→ **Exercise brief**:
Find each line in the material below that contains the string "pink", and copy every such line in full.

→ **Provided data**:
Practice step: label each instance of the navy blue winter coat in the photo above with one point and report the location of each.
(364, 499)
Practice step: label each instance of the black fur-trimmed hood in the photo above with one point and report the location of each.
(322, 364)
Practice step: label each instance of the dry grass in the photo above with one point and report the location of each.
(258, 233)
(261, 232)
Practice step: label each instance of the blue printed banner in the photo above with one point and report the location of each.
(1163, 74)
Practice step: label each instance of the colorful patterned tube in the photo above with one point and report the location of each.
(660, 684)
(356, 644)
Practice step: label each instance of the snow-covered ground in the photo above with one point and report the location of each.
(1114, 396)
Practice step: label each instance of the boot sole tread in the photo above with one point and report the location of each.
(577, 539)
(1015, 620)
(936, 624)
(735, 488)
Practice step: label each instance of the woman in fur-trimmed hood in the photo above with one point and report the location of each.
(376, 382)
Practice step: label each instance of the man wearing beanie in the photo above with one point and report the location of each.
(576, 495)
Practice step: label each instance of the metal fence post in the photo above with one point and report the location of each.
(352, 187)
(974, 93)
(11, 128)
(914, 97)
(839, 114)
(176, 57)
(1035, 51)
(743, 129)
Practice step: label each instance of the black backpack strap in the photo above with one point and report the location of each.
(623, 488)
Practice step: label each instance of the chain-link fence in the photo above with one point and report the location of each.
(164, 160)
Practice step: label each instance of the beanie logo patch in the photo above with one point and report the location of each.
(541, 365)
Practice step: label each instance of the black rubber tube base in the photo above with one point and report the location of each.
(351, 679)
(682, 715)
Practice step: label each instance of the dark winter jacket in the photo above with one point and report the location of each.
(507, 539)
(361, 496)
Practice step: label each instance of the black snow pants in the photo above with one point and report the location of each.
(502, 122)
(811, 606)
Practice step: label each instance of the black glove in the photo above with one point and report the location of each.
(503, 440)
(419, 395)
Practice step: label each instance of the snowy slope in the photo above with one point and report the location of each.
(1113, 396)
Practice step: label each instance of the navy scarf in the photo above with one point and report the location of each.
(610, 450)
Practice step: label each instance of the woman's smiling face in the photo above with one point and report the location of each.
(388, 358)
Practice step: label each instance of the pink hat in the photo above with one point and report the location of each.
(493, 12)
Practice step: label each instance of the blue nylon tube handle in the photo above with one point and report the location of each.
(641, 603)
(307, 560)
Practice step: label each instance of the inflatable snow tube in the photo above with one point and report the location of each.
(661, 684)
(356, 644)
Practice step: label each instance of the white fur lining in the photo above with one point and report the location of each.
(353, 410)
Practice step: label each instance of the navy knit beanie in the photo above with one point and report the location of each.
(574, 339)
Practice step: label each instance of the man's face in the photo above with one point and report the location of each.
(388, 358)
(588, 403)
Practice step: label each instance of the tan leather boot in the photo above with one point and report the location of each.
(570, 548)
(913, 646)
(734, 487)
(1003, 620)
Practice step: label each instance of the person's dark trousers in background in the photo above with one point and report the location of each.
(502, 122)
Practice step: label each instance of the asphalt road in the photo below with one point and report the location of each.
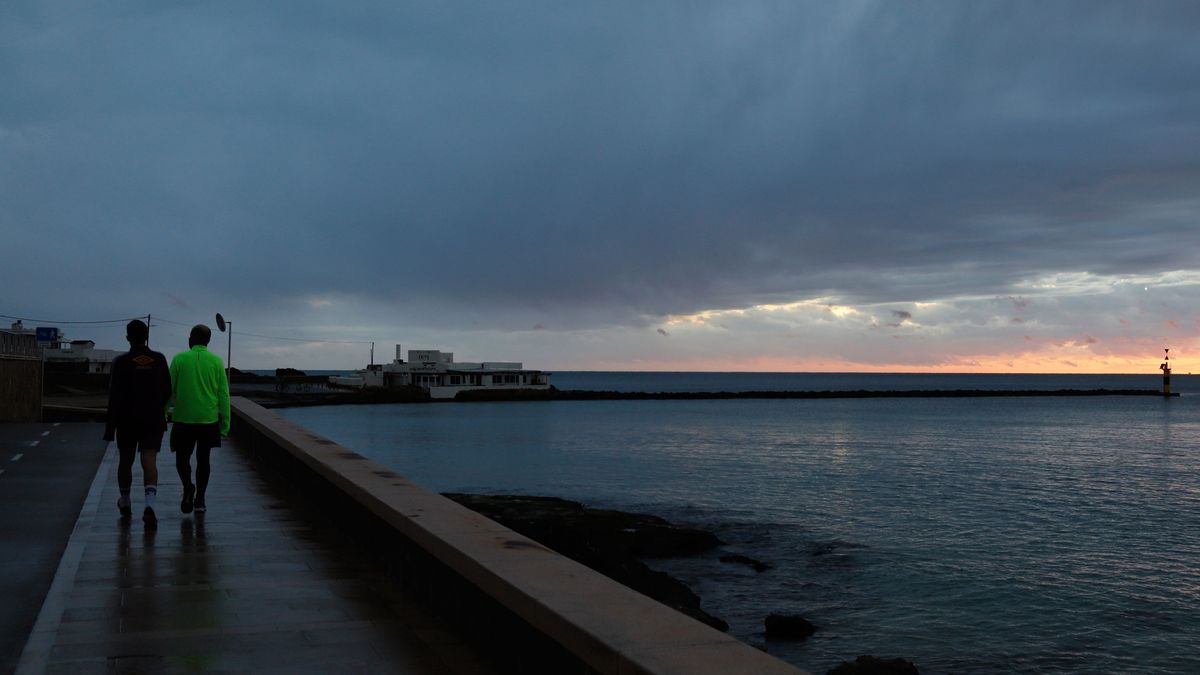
(46, 471)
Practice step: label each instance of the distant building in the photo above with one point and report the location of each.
(69, 356)
(438, 372)
(21, 376)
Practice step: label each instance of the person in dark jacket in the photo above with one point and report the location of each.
(138, 393)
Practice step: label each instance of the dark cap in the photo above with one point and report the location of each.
(137, 332)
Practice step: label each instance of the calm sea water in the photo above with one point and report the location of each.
(967, 535)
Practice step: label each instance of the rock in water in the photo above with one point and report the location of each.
(737, 559)
(789, 627)
(875, 665)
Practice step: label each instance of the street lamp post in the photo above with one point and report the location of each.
(221, 324)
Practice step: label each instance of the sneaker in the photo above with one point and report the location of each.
(189, 493)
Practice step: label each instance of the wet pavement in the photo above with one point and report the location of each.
(258, 583)
(46, 471)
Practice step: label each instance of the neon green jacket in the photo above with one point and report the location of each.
(199, 388)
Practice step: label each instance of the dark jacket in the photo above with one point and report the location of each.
(138, 392)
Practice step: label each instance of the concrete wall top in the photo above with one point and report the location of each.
(606, 625)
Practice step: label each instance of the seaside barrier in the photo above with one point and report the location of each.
(526, 607)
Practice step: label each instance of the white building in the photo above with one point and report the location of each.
(438, 372)
(79, 356)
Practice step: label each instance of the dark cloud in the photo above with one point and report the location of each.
(601, 163)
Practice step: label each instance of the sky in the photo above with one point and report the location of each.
(923, 186)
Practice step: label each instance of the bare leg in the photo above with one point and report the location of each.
(150, 467)
(203, 469)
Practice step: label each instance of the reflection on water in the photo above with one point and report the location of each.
(969, 535)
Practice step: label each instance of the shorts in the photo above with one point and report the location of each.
(131, 438)
(186, 436)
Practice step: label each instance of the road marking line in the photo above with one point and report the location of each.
(36, 655)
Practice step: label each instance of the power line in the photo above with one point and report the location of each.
(276, 336)
(73, 322)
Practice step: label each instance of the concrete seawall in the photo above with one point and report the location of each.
(532, 609)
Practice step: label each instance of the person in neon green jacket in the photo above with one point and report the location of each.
(201, 392)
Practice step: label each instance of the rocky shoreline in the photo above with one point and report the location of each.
(615, 542)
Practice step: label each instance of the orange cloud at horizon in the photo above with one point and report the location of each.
(1066, 357)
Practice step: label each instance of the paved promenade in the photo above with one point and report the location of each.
(259, 583)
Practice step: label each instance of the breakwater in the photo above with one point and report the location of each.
(532, 608)
(414, 395)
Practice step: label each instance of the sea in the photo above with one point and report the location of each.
(978, 535)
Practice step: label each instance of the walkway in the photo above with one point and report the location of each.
(253, 585)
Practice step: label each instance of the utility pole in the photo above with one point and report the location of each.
(1167, 372)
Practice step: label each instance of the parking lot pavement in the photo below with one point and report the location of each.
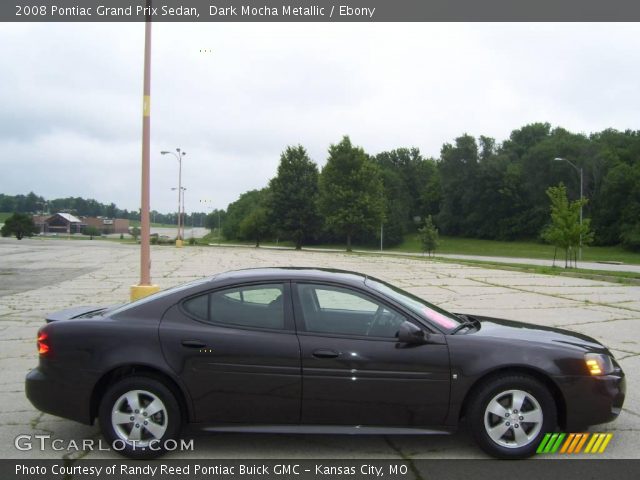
(39, 276)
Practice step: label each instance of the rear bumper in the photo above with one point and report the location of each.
(56, 397)
(592, 400)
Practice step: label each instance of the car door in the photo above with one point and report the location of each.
(355, 372)
(236, 350)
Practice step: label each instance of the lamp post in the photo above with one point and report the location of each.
(180, 212)
(580, 172)
(178, 156)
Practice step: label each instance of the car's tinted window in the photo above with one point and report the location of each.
(198, 306)
(260, 306)
(336, 310)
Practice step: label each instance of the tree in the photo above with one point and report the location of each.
(91, 231)
(135, 233)
(428, 234)
(255, 225)
(294, 196)
(565, 231)
(19, 224)
(240, 209)
(351, 191)
(215, 220)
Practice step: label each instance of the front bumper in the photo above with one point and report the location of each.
(58, 397)
(591, 400)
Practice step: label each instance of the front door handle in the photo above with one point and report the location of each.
(325, 353)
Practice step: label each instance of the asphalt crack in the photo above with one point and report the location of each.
(406, 457)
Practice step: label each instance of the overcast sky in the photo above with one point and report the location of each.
(71, 97)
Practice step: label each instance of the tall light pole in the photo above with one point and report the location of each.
(181, 212)
(579, 170)
(178, 156)
(145, 287)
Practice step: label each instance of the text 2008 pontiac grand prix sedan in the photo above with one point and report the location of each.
(300, 350)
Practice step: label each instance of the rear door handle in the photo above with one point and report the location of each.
(325, 353)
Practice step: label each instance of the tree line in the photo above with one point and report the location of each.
(477, 188)
(36, 204)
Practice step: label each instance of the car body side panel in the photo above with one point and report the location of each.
(374, 382)
(240, 375)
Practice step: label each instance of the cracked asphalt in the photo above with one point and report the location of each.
(40, 276)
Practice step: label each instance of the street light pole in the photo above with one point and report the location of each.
(178, 156)
(579, 170)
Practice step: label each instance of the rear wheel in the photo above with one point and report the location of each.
(510, 414)
(138, 415)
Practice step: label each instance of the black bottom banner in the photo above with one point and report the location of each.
(538, 469)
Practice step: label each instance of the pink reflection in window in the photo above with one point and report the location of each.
(438, 318)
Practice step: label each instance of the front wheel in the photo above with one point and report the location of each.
(138, 415)
(510, 414)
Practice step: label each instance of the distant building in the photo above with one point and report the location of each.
(65, 223)
(62, 223)
(108, 225)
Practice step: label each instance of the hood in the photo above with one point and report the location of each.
(509, 329)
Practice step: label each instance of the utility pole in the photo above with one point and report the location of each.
(145, 287)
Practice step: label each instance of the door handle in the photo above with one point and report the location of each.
(325, 353)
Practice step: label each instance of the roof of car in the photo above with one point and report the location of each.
(293, 273)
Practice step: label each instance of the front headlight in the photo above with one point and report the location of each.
(598, 364)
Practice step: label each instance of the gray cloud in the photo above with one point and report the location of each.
(70, 121)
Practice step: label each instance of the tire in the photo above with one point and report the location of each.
(510, 414)
(138, 415)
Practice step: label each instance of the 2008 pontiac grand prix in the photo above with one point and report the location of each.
(302, 350)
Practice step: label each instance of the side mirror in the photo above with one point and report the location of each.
(412, 334)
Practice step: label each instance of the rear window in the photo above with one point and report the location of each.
(259, 306)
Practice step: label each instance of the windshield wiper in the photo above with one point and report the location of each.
(467, 322)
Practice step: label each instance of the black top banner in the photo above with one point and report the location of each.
(320, 10)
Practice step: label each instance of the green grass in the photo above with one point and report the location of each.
(519, 249)
(469, 246)
(136, 223)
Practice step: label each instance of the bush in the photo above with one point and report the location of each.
(19, 224)
(631, 238)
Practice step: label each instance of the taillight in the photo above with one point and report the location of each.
(43, 343)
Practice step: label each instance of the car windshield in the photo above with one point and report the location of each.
(429, 312)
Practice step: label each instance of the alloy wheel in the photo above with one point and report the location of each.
(513, 418)
(139, 417)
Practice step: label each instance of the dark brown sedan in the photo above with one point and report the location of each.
(301, 350)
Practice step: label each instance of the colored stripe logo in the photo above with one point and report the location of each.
(573, 443)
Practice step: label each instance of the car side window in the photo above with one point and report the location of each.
(341, 311)
(260, 306)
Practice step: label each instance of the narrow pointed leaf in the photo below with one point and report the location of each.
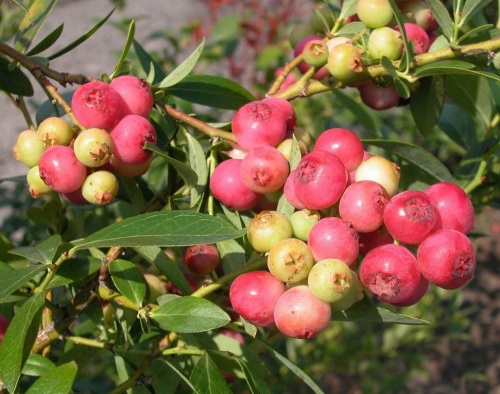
(184, 171)
(58, 381)
(415, 155)
(128, 280)
(183, 69)
(190, 314)
(44, 251)
(32, 22)
(442, 16)
(207, 379)
(19, 339)
(126, 48)
(47, 42)
(81, 39)
(366, 312)
(167, 228)
(166, 266)
(214, 91)
(14, 81)
(292, 367)
(13, 280)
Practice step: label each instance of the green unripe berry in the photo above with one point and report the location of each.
(93, 147)
(100, 187)
(28, 148)
(315, 53)
(385, 41)
(374, 13)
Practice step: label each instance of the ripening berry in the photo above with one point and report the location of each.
(61, 170)
(129, 135)
(259, 124)
(96, 104)
(28, 148)
(136, 96)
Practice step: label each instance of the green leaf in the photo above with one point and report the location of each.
(37, 365)
(19, 339)
(207, 379)
(442, 17)
(47, 42)
(128, 280)
(472, 94)
(184, 171)
(415, 155)
(44, 251)
(190, 314)
(254, 380)
(214, 91)
(14, 81)
(13, 280)
(198, 163)
(366, 312)
(57, 381)
(427, 103)
(166, 266)
(32, 22)
(126, 48)
(183, 69)
(470, 8)
(167, 228)
(146, 62)
(81, 39)
(292, 367)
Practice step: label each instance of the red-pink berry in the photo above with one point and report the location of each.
(447, 258)
(135, 94)
(258, 124)
(390, 273)
(264, 169)
(60, 169)
(254, 295)
(227, 187)
(344, 144)
(454, 206)
(320, 180)
(411, 216)
(333, 238)
(129, 136)
(298, 314)
(96, 104)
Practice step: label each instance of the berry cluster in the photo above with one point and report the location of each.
(82, 165)
(348, 209)
(346, 59)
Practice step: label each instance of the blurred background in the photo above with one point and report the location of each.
(247, 41)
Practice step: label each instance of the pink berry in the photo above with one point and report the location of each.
(227, 187)
(333, 238)
(61, 170)
(298, 314)
(320, 180)
(129, 136)
(447, 259)
(96, 104)
(411, 216)
(201, 260)
(259, 124)
(419, 37)
(344, 144)
(390, 273)
(363, 205)
(264, 170)
(254, 294)
(454, 206)
(135, 94)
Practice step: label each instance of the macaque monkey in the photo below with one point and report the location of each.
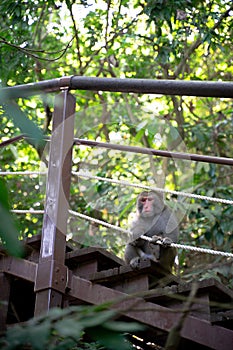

→ **Answer to the task**:
Practice step: label each instance of the pink hat in the photo above with one point and report the location of each.
Practice step: label each instance of the pink reflection in window in the photo above with one point and report the location of each.
Practice step: label each instance of the red-pink berry in the photo above with one point and report the location of each.
Practice step: label each instance of the pink berry in the photo above with one point and report the location of each.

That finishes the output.